Aim of the task: Each line in the entries below that holds the string "like" must be copied.

(Natural-language object grounding data)
=== Begin Enclosure ===
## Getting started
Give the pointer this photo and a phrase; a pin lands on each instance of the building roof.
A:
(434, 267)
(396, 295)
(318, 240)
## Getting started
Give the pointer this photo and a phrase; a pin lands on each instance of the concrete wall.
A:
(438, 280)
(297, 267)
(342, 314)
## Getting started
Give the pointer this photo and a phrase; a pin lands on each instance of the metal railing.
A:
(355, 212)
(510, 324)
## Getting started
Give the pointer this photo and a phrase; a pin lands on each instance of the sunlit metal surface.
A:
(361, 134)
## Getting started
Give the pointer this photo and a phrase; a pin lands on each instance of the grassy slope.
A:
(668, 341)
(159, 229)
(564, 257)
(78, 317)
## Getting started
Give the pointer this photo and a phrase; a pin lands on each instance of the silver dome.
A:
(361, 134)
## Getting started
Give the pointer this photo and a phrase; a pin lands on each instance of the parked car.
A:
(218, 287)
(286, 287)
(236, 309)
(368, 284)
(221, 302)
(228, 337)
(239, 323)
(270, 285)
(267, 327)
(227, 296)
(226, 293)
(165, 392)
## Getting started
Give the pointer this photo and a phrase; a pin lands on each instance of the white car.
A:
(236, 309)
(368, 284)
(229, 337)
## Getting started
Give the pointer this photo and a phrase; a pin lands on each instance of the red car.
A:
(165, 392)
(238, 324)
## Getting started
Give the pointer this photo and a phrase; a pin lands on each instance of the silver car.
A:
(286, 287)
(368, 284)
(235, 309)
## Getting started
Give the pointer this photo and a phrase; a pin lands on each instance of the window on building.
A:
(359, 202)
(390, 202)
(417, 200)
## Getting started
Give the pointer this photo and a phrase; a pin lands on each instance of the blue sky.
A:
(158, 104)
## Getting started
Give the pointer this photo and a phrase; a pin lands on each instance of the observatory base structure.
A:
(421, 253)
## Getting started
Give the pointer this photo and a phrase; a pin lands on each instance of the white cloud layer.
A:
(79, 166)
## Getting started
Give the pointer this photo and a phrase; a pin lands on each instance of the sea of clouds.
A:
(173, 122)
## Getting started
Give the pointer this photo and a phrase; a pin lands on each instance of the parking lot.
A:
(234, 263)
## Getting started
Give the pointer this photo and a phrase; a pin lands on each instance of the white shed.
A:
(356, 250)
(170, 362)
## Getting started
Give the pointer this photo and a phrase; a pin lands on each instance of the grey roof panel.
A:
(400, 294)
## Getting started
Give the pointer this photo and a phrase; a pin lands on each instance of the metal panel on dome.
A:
=== End Enclosure ===
=== Begin Enclosure ===
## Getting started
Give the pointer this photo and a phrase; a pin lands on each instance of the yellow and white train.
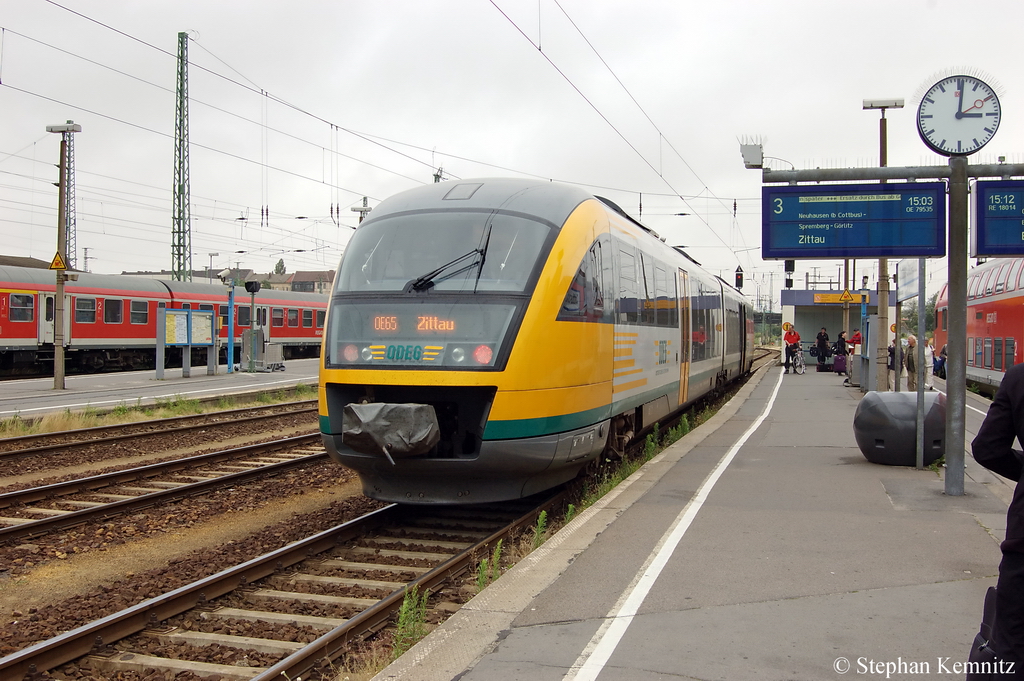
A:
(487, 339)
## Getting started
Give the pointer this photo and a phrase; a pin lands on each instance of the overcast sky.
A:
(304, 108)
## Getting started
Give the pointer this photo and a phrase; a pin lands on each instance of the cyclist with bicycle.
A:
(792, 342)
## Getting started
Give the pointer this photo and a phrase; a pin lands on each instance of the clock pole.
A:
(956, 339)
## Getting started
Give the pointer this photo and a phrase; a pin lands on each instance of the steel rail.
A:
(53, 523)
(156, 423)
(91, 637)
=== End Enclosure ===
=== Begin Enclosure ===
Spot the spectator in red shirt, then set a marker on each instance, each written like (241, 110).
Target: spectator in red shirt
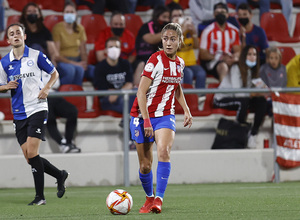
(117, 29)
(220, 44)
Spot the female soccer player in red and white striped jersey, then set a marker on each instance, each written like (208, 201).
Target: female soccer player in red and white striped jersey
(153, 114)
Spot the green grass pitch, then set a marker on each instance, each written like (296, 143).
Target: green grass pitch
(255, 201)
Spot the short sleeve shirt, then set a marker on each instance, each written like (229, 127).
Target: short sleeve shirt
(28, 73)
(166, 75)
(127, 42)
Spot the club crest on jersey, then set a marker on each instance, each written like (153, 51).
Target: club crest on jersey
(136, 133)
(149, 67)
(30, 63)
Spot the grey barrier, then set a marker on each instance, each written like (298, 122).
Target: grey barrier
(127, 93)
=== End Enclosure ===
Task result:
Spot the spectator in red shirt, then set a marker on each instance, each written like (241, 110).
Spot the female soccer player in red and white striped jersey, then set a marker on each instance, each written like (208, 201).
Spot the green grass pitch, then set a marker on each instance, each written like (296, 143).
Spot the short sleeve shirt, then set a marker on each instance, each written like (229, 127).
Spot the club crest on jersey, then set a marker on each instance, each written like (153, 51).
Spot the grey barrier, then set a marker on each instance, each written like (298, 122).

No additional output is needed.